_ASSIGNMENT:_
Write out the records again, exactly, leaving none out.

_DATA EXTRACTS:_
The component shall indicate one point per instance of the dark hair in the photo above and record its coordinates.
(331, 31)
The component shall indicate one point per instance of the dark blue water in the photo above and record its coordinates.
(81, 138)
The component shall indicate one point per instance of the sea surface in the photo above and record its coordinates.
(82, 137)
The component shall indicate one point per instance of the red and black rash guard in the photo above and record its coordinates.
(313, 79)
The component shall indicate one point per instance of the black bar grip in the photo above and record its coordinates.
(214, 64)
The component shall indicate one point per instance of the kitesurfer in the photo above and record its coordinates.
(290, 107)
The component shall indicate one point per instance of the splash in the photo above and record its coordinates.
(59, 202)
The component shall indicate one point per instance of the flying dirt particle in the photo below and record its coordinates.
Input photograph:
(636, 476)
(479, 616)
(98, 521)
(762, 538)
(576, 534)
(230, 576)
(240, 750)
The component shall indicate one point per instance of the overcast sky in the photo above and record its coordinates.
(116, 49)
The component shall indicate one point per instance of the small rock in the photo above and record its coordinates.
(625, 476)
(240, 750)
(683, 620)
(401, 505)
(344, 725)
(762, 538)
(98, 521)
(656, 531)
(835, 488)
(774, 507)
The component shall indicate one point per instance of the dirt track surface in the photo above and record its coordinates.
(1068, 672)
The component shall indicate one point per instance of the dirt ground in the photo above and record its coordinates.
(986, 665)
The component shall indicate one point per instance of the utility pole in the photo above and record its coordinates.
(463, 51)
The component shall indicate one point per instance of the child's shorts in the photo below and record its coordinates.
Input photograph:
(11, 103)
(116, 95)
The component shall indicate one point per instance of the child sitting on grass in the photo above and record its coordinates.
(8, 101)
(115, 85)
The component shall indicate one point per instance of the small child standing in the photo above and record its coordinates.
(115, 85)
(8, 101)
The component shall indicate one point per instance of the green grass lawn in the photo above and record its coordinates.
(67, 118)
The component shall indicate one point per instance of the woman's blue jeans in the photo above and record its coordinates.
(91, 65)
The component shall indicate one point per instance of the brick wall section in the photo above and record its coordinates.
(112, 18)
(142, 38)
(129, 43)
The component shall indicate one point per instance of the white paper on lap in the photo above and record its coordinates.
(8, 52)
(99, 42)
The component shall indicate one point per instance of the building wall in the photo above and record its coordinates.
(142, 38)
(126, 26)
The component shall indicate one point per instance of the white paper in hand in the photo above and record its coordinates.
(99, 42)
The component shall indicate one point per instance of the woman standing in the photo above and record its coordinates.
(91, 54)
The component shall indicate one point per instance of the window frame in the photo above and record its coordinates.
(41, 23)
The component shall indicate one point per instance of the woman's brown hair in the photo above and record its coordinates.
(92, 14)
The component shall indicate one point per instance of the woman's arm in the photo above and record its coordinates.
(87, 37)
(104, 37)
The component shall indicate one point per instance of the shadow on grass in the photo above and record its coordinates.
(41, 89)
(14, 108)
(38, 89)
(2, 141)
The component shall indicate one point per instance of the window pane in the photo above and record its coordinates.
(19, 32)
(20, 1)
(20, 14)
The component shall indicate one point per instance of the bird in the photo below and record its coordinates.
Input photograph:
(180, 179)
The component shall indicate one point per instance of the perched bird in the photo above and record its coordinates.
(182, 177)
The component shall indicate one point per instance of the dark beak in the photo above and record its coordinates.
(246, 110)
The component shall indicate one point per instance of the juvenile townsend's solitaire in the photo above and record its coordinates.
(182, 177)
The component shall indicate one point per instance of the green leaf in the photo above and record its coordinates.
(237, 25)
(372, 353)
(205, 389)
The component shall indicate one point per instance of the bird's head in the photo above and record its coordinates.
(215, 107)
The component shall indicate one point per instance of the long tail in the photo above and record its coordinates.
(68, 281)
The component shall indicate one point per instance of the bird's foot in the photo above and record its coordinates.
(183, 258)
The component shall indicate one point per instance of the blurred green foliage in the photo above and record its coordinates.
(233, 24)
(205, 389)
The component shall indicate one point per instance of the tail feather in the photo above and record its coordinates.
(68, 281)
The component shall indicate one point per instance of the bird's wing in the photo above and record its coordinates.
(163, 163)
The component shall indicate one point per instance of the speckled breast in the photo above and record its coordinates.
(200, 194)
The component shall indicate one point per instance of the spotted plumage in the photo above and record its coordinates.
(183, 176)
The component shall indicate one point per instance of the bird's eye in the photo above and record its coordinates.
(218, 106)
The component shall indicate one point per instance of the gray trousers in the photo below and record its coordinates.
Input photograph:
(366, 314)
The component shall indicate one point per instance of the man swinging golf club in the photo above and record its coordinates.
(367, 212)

_ANSWER FOR THIS EXERCISE:_
The component shall indicate one point per instance of the dark hair in the photo above and record its coordinates.
(331, 31)
The component shall indicate one point per instance of the dark blue water in the photo above and record its coordinates.
(81, 138)
The component shall indicate one point per instance of the sea surface in the photo above and record its coordinates.
(82, 137)
The component shall indicate one point per instance of the red and black rash guard in the photo above and record its coordinates.
(313, 79)
The component shall indicate one point per instance of the black bar grip in the photo above and record its coordinates.
(214, 64)
The component shall indicate one point per instance of the kitesurfer in the photo above and record its coordinates.
(290, 107)
The component shall indicate one point per instance of the splash in the photo above and record its coordinates.
(59, 202)
The component shall indicate one point per instance of the flying dirt particle in the photo below and record its coordinates.
Input photograph:
(636, 476)
(479, 616)
(98, 521)
(762, 538)
(576, 534)
(230, 576)
(240, 750)
The component shall indicate one point per instance of the overcast sky in the photo above and record its coordinates.
(116, 49)
The component shall indicate one point per instance of the small rock in the photo above and record its coordinates.
(625, 476)
(240, 750)
(683, 620)
(401, 505)
(344, 725)
(762, 538)
(98, 521)
(656, 531)
(835, 488)
(774, 507)
The component shall indicate one point per instance of the dirt track surface in the photo above and record its coordinates.
(1068, 672)
The component shall indicate one point per instance of the dirt ground in the photo above and record its coordinates.
(986, 665)
The component shall indicate one point per instance of the utility pole in the photo above and record its coordinates.
(463, 51)
The component shall indicate one point per instance of the child's shorts in the photo below and record its coordinates.
Input photograph:
(11, 103)
(116, 95)
The component shall indicate one point per instance of the child sitting on grass in the photo above and record its coordinates.
(8, 101)
(115, 85)
The component shall indicate one point per instance of the small child standing in the photo above and record its coordinates.
(115, 85)
(8, 101)
The component shall indicate one point per instance of the green grass lawn in the photo above and record its coordinates.
(67, 118)
The component shall indicate one point per instance of the woman's blue jeans in the photo above and record its coordinates.
(91, 65)
The component shall indicate one point per instance of the brick wall section in the photo above and record its coordinates.
(112, 18)
(142, 38)
(129, 43)
The component shall indicate one point per instance of the white paper on lap in the photo above and record its coordinates.
(8, 52)
(99, 42)
The component shall indicate one point per instance of the building wall in the photo above and record its coordinates.
(142, 38)
(126, 26)
The component shall indicate one point per instance of the white paper in hand in the photo above and record its coordinates.
(99, 42)
The component shall indicate one point per instance of the woman standing in the photo above and record its coordinates.
(91, 54)
The component shall indicate one point per instance of the window frame in the photo above and record its coordinates.
(41, 23)
The component shall indicate one point per instance of the woman's brown hair in the photo above and record its coordinates.
(92, 14)
The component shall indicate one point per instance of the woman's arm in the photo above and record its coordinates.
(87, 37)
(104, 37)
The component shall indicate one point per instance of the shadow on grass in the photo above and record its coordinates.
(41, 89)
(14, 108)
(38, 89)
(2, 141)
The component shall indicate one point per instance of the window pane in the photo above and record its coordinates.
(19, 32)
(20, 1)
(20, 14)
The component shall indicate one point per instance of the bird in the photo below and record its coordinates.
Input photograph:
(180, 179)
The component shall indicate one point per instance of the perched bird in the photo above and record its coordinates.
(182, 177)
The component shall indicate one point per instance of the dark beak in the photo above and record its coordinates.
(246, 110)
The component shall indicate one point per instance of the juvenile townsend's solitaire in the photo above and record its coordinates.
(182, 177)
The component shall indicate one point per instance of the green leaf in the photo above and record its coordinates.
(237, 25)
(372, 353)
(205, 389)
The component shall indicate one point per instance of the bird's head in the photo above and record its coordinates.
(215, 107)
The component shall indicate one point per instance of the long tail in the photo above and record its coordinates.
(68, 281)
The component shall indicate one point per instance of the bird's foot in the photo above and record its coordinates.
(183, 258)
The component shall indicate one point per instance of the blurred green foliage in the photo above and record its coordinates.
(233, 24)
(205, 389)
The component shall indicate one point per instance of the tail feather in the photo above and record its coordinates.
(68, 281)
The component shall indicate one point per instance of the bird's wing in the photo above and record its coordinates.
(163, 163)
The component shall indicate one point per instance of the speckled breast in the photo above and record its coordinates.
(200, 194)
The component shall indicate one point per instance of the spotted plumage in the photo above and record its coordinates.
(183, 176)
The component shall indicate one point per instance of the bird's eye in the photo above and record its coordinates.
(218, 106)
The component shall indicate one point per instance of the gray trousers in the photo below and record its coordinates.
Input photograph:
(366, 314)
The component shall indicate one point per instance of the man swinging golf club in the photo above and record its coordinates.
(367, 212)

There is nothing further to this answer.